* [Required work]
Please render the data as a Markdown table with the columns Row and Line. Begin with the line containing "Where can the white sea", continue through the end of the data, number each row, and omit any blank lines.
═══ The records
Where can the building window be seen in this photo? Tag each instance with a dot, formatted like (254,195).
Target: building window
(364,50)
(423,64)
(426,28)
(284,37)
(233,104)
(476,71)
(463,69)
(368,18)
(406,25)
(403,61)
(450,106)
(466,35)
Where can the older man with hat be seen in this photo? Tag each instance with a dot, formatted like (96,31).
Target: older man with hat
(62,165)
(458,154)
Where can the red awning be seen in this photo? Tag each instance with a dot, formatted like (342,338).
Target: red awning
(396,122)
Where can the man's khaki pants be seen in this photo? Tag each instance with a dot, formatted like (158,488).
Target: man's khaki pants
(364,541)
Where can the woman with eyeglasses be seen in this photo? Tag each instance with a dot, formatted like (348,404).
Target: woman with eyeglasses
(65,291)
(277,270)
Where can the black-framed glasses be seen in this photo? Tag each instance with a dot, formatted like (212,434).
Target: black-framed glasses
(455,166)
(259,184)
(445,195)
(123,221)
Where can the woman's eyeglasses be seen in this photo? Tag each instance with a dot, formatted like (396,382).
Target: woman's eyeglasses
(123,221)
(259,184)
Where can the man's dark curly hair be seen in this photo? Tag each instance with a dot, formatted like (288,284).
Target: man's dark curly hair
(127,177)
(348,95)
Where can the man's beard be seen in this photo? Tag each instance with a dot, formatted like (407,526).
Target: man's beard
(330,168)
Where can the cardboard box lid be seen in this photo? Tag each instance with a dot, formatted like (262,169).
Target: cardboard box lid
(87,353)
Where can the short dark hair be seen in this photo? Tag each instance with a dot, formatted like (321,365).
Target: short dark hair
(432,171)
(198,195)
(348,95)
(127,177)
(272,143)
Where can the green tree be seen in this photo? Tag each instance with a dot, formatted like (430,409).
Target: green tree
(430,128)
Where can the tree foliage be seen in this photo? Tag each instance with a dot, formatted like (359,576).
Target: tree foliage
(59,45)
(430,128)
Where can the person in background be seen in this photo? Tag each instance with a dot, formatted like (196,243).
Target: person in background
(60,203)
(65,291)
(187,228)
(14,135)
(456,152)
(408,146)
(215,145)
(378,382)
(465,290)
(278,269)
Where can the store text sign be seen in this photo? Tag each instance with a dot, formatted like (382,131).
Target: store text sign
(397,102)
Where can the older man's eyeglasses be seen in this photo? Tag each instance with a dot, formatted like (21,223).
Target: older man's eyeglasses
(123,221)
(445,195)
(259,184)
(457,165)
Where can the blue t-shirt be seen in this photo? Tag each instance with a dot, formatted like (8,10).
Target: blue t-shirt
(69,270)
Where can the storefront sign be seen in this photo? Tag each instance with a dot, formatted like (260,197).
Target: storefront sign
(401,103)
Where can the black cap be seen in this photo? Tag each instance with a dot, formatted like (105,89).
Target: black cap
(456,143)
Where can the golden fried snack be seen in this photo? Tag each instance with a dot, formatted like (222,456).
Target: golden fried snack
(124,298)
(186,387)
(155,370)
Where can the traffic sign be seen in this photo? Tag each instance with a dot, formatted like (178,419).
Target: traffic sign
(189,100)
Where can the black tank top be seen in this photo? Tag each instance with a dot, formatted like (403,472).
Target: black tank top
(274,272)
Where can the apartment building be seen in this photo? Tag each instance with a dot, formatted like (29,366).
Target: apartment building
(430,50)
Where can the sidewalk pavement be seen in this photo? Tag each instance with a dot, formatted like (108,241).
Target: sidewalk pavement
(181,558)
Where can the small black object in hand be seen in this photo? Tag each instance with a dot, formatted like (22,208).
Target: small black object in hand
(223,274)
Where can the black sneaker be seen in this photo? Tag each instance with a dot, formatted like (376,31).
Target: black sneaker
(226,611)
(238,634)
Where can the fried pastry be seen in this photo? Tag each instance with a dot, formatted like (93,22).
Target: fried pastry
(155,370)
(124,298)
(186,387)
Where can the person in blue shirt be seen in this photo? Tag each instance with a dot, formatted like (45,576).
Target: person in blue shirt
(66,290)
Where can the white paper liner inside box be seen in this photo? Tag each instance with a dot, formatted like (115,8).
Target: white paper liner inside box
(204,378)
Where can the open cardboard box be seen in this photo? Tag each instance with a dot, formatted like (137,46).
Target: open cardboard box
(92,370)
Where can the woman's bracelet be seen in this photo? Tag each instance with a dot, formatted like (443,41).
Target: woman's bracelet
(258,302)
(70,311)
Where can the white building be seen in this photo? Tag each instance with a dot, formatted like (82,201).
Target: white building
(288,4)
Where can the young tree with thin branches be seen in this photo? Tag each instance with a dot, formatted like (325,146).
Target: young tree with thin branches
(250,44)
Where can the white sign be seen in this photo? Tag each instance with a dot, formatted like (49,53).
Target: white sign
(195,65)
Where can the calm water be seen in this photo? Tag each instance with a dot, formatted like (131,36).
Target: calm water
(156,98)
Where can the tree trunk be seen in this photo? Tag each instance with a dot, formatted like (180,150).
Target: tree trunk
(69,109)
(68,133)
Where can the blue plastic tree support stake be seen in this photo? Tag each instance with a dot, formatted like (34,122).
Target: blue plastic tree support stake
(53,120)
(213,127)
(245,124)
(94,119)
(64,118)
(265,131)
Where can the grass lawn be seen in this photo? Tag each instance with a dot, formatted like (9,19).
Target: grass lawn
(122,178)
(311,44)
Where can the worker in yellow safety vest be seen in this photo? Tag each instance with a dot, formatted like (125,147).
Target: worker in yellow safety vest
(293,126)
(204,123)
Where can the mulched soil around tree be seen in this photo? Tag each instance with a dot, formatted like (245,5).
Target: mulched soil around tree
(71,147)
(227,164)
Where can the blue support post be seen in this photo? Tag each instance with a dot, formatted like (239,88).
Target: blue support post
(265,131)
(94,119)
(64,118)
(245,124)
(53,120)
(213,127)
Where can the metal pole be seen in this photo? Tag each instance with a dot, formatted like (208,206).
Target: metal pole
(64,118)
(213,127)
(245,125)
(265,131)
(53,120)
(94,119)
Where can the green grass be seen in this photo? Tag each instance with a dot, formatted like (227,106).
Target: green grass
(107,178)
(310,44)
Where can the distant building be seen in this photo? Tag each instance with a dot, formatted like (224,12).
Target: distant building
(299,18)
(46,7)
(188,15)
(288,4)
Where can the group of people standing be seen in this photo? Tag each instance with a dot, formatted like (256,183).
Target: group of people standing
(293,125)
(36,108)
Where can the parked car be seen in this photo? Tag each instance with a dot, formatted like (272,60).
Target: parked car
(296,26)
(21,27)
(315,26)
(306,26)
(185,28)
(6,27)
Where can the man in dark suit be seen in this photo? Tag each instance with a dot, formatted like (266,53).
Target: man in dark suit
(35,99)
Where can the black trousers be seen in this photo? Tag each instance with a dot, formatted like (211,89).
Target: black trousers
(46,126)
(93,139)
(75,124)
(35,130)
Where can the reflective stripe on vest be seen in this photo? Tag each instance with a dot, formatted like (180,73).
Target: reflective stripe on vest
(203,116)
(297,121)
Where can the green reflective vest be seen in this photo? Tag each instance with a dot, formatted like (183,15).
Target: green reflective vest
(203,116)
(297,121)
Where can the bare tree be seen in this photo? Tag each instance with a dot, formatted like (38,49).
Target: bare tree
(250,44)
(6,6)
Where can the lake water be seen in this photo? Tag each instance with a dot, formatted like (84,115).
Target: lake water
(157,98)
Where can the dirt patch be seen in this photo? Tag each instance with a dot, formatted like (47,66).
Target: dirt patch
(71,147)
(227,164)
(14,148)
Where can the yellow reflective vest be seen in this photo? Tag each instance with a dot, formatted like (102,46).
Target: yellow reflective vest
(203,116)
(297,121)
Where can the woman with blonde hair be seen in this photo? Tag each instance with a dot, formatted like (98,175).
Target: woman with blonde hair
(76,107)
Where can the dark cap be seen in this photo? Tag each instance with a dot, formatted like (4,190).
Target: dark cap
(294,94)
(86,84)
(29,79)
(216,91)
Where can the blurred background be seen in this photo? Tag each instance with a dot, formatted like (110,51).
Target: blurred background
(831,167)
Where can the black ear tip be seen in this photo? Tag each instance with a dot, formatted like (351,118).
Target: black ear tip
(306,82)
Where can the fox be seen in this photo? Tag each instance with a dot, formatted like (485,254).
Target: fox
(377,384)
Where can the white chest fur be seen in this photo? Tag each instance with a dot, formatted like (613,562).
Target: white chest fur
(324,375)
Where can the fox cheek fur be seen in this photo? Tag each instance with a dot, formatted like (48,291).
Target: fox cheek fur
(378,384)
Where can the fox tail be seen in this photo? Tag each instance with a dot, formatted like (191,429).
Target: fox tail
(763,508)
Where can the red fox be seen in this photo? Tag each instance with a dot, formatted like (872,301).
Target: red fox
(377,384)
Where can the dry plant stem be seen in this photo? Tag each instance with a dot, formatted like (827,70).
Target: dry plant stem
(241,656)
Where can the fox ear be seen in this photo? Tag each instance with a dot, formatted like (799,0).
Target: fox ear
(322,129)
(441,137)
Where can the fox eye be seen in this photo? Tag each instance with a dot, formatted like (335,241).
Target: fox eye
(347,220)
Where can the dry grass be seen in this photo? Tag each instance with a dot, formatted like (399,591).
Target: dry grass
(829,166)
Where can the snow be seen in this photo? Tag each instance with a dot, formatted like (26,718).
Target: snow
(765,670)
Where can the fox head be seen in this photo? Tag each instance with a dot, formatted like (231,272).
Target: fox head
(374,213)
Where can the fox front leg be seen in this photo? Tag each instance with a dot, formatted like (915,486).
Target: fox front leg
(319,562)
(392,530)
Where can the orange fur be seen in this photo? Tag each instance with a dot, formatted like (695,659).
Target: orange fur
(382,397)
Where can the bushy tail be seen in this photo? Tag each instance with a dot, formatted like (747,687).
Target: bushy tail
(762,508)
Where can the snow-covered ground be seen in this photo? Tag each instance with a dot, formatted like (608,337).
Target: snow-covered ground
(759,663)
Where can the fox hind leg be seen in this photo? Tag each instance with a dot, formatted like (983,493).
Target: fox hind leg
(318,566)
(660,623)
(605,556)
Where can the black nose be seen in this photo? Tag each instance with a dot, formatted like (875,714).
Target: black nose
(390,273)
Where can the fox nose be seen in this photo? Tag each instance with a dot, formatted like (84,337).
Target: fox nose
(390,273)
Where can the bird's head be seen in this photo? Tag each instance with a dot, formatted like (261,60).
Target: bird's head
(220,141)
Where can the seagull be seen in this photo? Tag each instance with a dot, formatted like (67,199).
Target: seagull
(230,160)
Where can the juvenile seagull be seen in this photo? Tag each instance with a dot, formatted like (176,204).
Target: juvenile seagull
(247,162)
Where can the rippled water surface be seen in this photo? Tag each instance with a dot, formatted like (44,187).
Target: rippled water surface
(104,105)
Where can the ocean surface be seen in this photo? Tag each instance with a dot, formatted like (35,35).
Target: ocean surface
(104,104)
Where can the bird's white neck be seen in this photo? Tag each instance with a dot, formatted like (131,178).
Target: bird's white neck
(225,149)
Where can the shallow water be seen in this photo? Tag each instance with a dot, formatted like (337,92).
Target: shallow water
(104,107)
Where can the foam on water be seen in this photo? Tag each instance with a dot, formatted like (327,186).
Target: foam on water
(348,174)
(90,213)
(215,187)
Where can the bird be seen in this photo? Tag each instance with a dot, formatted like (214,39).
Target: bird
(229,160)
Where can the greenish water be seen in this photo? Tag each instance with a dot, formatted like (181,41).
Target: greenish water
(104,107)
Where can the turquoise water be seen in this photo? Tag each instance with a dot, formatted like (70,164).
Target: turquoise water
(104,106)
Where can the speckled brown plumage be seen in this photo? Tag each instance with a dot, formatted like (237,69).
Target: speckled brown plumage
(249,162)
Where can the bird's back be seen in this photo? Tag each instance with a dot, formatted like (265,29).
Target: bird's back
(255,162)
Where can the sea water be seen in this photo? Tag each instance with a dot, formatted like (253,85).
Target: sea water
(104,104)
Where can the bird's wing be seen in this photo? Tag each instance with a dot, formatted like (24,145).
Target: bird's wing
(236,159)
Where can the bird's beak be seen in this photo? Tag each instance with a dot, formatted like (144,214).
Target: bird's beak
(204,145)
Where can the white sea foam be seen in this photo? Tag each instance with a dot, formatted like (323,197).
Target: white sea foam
══════
* [In response]
| Row | Line |
|---|---|
| 1 | Where can the white sea foam be seen in this photo? Tag each instance with a dot, formatted like (323,197). |
| 2 | Target: white sea foam |